— begin QUOTED TEXT —

We have returned after an extended hiatus occasioned by several significant hearings in April and May and back-to-back trials over the last month. But important developments in the interim must be immediately addressed -- including those taking place at the Supreme Court during the past week.
In Tellabs, Inc. v. Makor Issues & Rights, Ltd., 551 U.S. __ (6-21-2007) (slip opinion can be found here), the Court prescribed the proper understanding of the pleading requirement set forth in Section 21D(b)(2) of the Private Securities Litigation Reform Act of 1995 (PSLRA), 15 U.S.C. 78u-4(b)(2), that plaintiffs must "state with particularity facts giving rise to a strong inference that the defendant acted with the required state of mind" -- i.e., with scienter.
The Court's opinion, which commanded a majority of six justices (Justice Ginsburg authored the opinion in which Chief Justice Roberts and Justices Kennedy, Souter, Thomas and Breyer joined), took pains to emphasize that nothing in the PSLRA "casts doubt on the conclusion 'that private securities litigation [i]s an indispensable tool with which defrauded investors can recover their losses' -- a matter crucial to the integrity of the capital markets" (slip op. at 9 n.4, quoting Merrill Lynch, Pierce, Fenner & Smith Inc. v. Dabit, 547 U.S. 71, 81 (2006)), and that the "twin goals" of the PSLRA were "to curb frivolous, lawyer-driven litigation, while preserving investors' ability to recover on meritorious claims." (Slip op. at 10, 12.)
Eight justices rejected the test formerly applied by the Seventh Circuit (Justice Stevens was the lone dissenter approving the Seventh Circuit standard) that the strong inference requirement would be satisfied if a complaint "allege[d] facts from which, if true, a reasonable person could infer that the defendant acted with the required intent." Makor Issues & Rights, Ltd. v. Tellabs, Inc., 437 F.3d 588, 602 (7th Cir. 2006)(emphasis supplied). The Court instead established three prescriptive norms for courts ruling on Rule 12(b)(6) motions to dismiss securities fraud claims brought under Section 10(b) of the Exchange Act:
1. courts must accept all factual allegations in the complaint as true;
2. courts must consider the complaint in its entirety -- that is to say, "whether all of the facts alleged, taken collectively, give rise to a strong inference of scienter, not whether any individual allegation, scrutinized in isolation, meets that standard"; and
3. courts must take into account plausible opposing inferences. (Slip op. at 11.)
With respect to the third prescription, the Court explained that Congress did not merely require plaintiffs to allege facts from which an inference of scienter rationally could be drawn, but instead to plead with particularity facts that give rise to a "strong -- i.e., a powerful or cogent -- inference." As the Court elaborated, "[t]he strength of an inference cannot be decided in a vacuum. The inquiry is inherently comparative." (Slip op. at 12.)

— end QUOTED TEXT —
— begin MATERIAL SHOWN —

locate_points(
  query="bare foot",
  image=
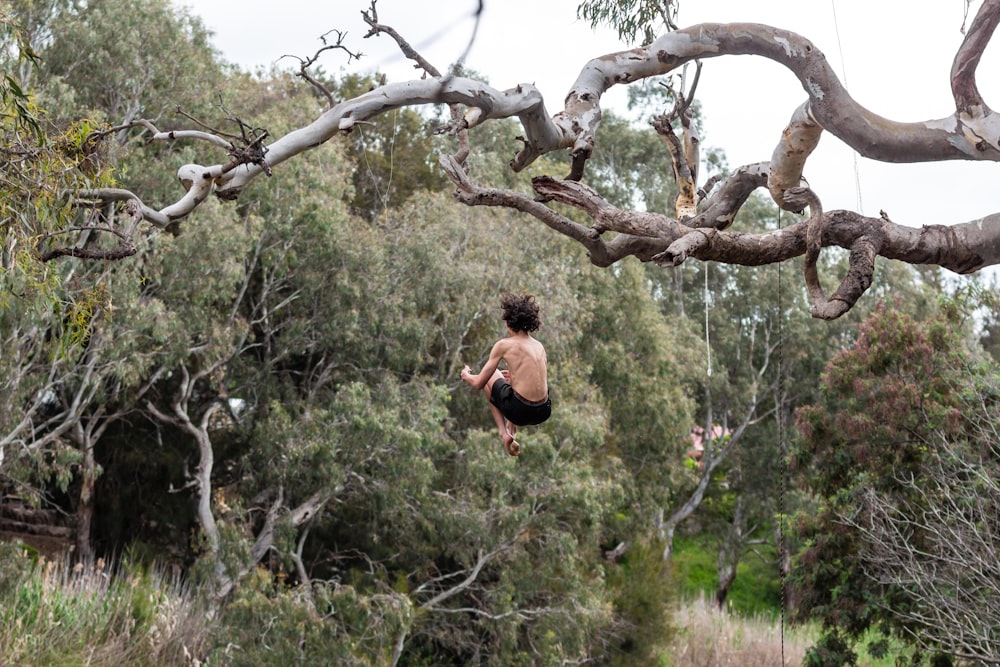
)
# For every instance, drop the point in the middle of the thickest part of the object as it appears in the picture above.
(511, 445)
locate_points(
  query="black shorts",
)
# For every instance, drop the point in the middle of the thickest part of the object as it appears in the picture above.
(514, 409)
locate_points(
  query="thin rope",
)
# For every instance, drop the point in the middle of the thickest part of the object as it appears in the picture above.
(383, 198)
(843, 72)
(708, 345)
(784, 455)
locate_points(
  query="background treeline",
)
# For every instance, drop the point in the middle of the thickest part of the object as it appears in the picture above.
(255, 432)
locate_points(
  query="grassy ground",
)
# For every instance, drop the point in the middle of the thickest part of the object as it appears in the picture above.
(60, 616)
(709, 638)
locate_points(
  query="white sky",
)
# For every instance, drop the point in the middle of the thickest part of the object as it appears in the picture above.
(894, 56)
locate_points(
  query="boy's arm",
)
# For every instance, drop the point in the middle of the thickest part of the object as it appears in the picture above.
(479, 380)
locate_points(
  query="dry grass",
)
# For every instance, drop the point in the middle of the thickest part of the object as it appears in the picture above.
(709, 638)
(52, 614)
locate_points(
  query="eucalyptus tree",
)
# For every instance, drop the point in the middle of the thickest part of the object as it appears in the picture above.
(899, 447)
(967, 134)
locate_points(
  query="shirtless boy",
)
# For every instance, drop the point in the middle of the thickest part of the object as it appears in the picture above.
(518, 396)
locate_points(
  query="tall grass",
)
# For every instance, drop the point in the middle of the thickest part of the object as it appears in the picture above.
(53, 614)
(708, 637)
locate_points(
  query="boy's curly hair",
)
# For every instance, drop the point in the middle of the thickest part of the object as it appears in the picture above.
(520, 312)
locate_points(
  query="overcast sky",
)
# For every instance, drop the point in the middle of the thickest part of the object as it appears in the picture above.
(894, 56)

— end MATERIAL SHOWN —

- [TASK BRIEF]: Reproduce the passage of the commentary on Tellabs between "In Tellabs, Inc." and "i.e., with scienter.", inclusive. The lines are not needed for this work.

- [WRITTEN RESPONSE]:
In Tellabs, Inc. v. Makor Issues & Rights, Ltd., 551 U.S. __ (6-21-2007) (slip opinion can be found here), the Court prescribed the proper understanding of the pleading requirement set forth in Section 21D(b)(2) of the Private Securities Litigation Reform Act of 1995 (PSLRA), 15 U.S.C. 78u-4(b)(2), that plaintiffs must "state with particularity facts giving rise to a strong inference that the defendant acted with the required state of mind" -- i.e., with scienter.